| What you need to do |
a) In the Astellas–Poseida deal article below, rewrite the paragraph that begins "The Japanese pharma is paying" as a short bulleted list that keeps its main facts.
b) Carry on the Astellas–Poseida deal article below, picking up right after its last sentence.

| Page extract |
= = =
Astellas adds to cell therapy drive with Poseida deal

Cancer T-Cells

Astellas has added another programme to its growing cell therapy pipeline via an agreement with Poseida on an off-the-shelf CAR-T therapy for solid tumours.

The Japanese pharma is paying $50 million upfront for an option on P-MUC1C-ALLO1, an allogeneic CAR-T still in early-stage clinical development, which includes $25 million to buy an 8.8% stake in San Diego-based Poseida. It also gets an observer seat on the US biotech's board and a say in any change in control of the company.

The deal is a fillip for Poseida, still dealing with the loss of a wide-ranging alliance with Takeda in June focused on the development of up to eight gene therapies, which was agreed in 2021 with a potential value of around $3.6 billion if all objectives were met.

That alliance came to an end after Takeda said it was stopping all work on adeno-associated virus (AAV) gene therapies, and Poseida is hoping to find a new partner for at least some of the programmes whilst deciding if it can take any forward on its own.

P-MUC1C-ALLO1 targets solid tumours derived from epithelial cells, including breast and ovarian cancers, and is currently in a phase 1 clinical trial with results expected later this year. However, due to changes in dosing, there will be a limited amount of data available until 2024, said Poseida.
= = =
| Entries shown |
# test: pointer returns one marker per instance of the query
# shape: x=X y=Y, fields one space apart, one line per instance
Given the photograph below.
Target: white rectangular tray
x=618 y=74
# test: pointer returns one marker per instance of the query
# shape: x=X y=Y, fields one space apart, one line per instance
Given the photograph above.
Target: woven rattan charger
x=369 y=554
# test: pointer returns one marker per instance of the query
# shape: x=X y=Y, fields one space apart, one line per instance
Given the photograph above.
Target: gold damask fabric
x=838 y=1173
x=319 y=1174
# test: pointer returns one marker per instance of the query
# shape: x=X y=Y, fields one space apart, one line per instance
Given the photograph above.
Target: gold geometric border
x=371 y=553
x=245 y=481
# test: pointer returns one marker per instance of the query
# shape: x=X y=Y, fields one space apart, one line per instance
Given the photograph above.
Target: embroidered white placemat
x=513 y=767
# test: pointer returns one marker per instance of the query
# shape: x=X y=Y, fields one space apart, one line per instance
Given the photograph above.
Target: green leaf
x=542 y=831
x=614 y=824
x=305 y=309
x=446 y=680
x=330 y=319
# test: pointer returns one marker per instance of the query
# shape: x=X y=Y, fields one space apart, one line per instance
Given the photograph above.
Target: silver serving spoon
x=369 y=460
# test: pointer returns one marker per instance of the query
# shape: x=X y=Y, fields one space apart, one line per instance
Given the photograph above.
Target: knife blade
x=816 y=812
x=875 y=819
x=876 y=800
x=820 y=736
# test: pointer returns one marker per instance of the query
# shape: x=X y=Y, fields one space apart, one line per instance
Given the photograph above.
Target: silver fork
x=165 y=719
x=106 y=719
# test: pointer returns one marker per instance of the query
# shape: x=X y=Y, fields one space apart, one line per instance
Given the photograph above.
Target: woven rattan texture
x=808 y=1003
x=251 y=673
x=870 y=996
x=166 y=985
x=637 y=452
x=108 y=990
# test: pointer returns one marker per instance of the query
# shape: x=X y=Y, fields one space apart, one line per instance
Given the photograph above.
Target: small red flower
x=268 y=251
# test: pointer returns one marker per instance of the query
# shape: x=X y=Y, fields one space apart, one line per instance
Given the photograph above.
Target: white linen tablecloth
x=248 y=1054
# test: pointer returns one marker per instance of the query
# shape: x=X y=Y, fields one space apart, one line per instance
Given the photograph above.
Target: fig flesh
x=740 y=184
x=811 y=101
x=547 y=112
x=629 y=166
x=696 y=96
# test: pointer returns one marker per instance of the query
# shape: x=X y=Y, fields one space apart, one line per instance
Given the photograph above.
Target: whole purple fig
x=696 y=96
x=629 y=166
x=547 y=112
= = =
| Responses by task |
a)
- Astellas pays $50 million upfront for an option on P-MUC1C-ALLO1, an allogeneic CAR-T still in early clinical development.
- $25 million of that buys an 8.8% stake in San Diego-based Poseida.
- Astellas gets an observer seat on Poseida's board.
- It also gets a say in any change in control of the company.

b)
The biotech says its platform can generate off-the-shelf therapies that do not require the complicated production schedules of those that rely on harvesting cells from patients and could also extend the use of CAR-T into solid tumours, which so far have only been effective in haematological cancers.

Astellas, meanwhile, has made cell therapy a key part of its R&D strategy, particularly in the area of immuno-oncology, where it is also working on oncolytic viruses, bispecific immune cell engagers, and small-molecule drugs.

The Poseida agreement comes amid a series of other deals by the Japanese pharma aimed at building its cell therapy pipeline, including the $665 million takeover of Xyphos Biosciences to claim rights to its cell therapy development platform, along with alliances with Mogrify for hearing loss and Minovia for diseases caused by mitochondrial dysfunction.

It also signed an $898 million partnership Adaptimmune on allogeneic T-cell therapies for cancer in 2020, but that was recently disbanded.

"We are focused on reinvigorating the immune system's ability to discover, disarm, and destroy cancers in more patients," said Adam Pearson, Astellas' chief strategy officer.

"We believe that this investment fits strategically with our long-term vision of expanding our capability in immuno-oncology," he added.